What you need to do:
Each line below must be set down exactly; omit any image you find.
— Start of Records for processing —
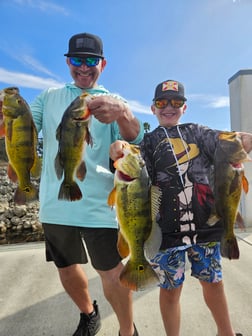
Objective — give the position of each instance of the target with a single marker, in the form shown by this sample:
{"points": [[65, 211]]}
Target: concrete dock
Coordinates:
{"points": [[33, 302]]}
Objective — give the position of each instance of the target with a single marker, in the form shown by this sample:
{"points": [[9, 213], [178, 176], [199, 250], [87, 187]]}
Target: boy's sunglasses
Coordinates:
{"points": [[162, 103], [88, 61]]}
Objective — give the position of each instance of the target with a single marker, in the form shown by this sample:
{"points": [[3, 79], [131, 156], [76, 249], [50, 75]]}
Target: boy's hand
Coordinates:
{"points": [[116, 149]]}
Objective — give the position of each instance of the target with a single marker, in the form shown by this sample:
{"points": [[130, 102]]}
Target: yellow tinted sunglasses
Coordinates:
{"points": [[163, 102]]}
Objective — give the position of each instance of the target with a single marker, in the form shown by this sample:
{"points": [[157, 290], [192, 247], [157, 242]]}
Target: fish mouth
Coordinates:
{"points": [[124, 177]]}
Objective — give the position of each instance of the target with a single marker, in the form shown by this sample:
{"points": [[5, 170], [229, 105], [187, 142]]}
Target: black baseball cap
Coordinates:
{"points": [[170, 89], [85, 44]]}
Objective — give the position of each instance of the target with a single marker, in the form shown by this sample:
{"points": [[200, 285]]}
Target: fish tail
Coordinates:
{"points": [[230, 248], [25, 195], [69, 191], [136, 276]]}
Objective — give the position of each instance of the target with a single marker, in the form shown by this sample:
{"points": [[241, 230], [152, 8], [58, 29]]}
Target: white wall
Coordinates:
{"points": [[240, 92]]}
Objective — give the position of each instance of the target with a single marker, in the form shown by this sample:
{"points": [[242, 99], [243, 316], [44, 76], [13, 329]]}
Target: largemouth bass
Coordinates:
{"points": [[136, 208], [72, 135], [229, 181], [21, 144]]}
— End of Records for processing —
Finished answer:
Objective — give the position of each instance of the target with a single marker, in the form shown by this sample:
{"points": [[65, 211]]}
Target: concrete dock
Coordinates:
{"points": [[33, 302]]}
Objective — give the position of each instance of the target with a single marker, in the form shown by this sample:
{"points": [[9, 213], [178, 176], [199, 250], [87, 187]]}
Target: boy's sunglasses
Coordinates:
{"points": [[162, 103], [88, 61]]}
Objective — give the position of each instance of the target with a single marker, in the form shown by this sample:
{"points": [[3, 79], [131, 156], [76, 249], [50, 75]]}
Target: boy's hand
Coordinates:
{"points": [[116, 149]]}
Objective — give the position of each instance of the target with a single marker, in the form shown by this sample:
{"points": [[130, 102]]}
Target: yellow tinted sunglasses
Coordinates:
{"points": [[163, 102]]}
Objective — give the position of each instance of the target with a single marker, in the form shown by this sample:
{"points": [[157, 290], [192, 247], [157, 242]]}
Target: fish mouth
Coordinates:
{"points": [[124, 177]]}
Objective — give the position of each instance of the target with a single marker, in the form shown by this sample:
{"points": [[5, 170], [229, 105], [187, 142]]}
Target: black baseball cap
Coordinates:
{"points": [[170, 89], [85, 44]]}
Objective — give the position of each instance of the target with a single marker, in the form shown by this sample:
{"points": [[200, 285]]}
Target: fish tail
Coordinates:
{"points": [[230, 248], [25, 195], [69, 191], [136, 276]]}
Objective — give the position of each instance of the target with a single marker, in the form shown by this sample:
{"points": [[241, 230], [152, 8], [58, 29]]}
Target: white wall
Coordinates:
{"points": [[240, 92]]}
Objective — give the position of each instance of the target with a single marker, in the form shown by this sample:
{"points": [[242, 99], [243, 316], [44, 76], [13, 329]]}
Target: largemouth bass
Coordinates:
{"points": [[136, 208], [72, 135], [229, 181], [21, 144]]}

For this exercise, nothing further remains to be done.